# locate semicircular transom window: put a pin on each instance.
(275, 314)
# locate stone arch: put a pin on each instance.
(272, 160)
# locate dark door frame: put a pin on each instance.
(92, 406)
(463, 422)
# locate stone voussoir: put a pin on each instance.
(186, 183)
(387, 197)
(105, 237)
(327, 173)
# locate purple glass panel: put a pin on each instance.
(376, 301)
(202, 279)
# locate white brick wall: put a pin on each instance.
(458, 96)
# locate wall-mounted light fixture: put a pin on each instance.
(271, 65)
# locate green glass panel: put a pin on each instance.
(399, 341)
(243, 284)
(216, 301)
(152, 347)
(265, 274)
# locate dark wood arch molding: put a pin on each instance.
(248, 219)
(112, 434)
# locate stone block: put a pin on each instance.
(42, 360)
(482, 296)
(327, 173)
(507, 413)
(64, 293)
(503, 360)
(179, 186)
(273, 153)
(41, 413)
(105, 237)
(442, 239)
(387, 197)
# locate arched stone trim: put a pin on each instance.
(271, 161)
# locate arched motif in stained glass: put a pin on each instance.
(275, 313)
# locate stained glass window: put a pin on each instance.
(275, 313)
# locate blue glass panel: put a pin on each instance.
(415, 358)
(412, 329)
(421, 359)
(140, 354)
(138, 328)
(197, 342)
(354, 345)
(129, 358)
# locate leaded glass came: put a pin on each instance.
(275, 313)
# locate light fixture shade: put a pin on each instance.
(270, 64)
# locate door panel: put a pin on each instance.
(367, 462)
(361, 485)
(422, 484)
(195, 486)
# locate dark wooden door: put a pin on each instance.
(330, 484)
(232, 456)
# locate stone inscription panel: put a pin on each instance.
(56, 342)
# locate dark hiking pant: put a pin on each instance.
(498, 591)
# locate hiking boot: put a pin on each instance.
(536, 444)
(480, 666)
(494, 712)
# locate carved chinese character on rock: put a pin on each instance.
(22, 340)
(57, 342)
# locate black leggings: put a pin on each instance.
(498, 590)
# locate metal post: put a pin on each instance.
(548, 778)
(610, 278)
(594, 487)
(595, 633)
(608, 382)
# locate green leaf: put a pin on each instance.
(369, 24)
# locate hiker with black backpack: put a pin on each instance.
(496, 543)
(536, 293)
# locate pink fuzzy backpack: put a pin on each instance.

____

Each line from the one containing "# locate arched motif" through the end of the material should be restated word for word; leave out every line before it.

# locate arched motif in stained glass: put a pin on each instance.
(275, 313)
# locate stained glass window: put a pin on each instance.
(275, 313)
# locate blue glass panel: put a pin on each instance.
(415, 358)
(412, 329)
(421, 359)
(140, 354)
(138, 328)
(197, 342)
(354, 345)
(129, 358)
# locate leaded glass came: put a pin on each instance.
(275, 313)
# locate light fixture shade: put a pin on each instance.
(270, 64)
# locate door panel: put a pin on each instance.
(367, 462)
(361, 485)
(422, 484)
(195, 486)
# locate dark wooden door: put a pin on each instance.
(330, 484)
(232, 456)
# locate stone inscription panel: put a pin on each instance.
(56, 342)
# locate dark hiking pant: put a pin on each instance.
(498, 591)
# locate hiking boot: put a pin on each instance.
(536, 444)
(480, 666)
(494, 712)
# locate carved chinese character on rock: put a pin on each instance.
(22, 340)
(57, 342)
# locate black leggings: put a pin on each instance.
(498, 590)
# locate metal post: put a pin on each instance.
(548, 778)
(610, 278)
(594, 487)
(595, 633)
(608, 382)
# locate green leaf: put a pin on each instance.
(369, 24)
# locate hiker with black backpack: put a pin on each instance.
(496, 543)
(536, 293)
# locate pink fuzzy backpack: put a pin on each instance.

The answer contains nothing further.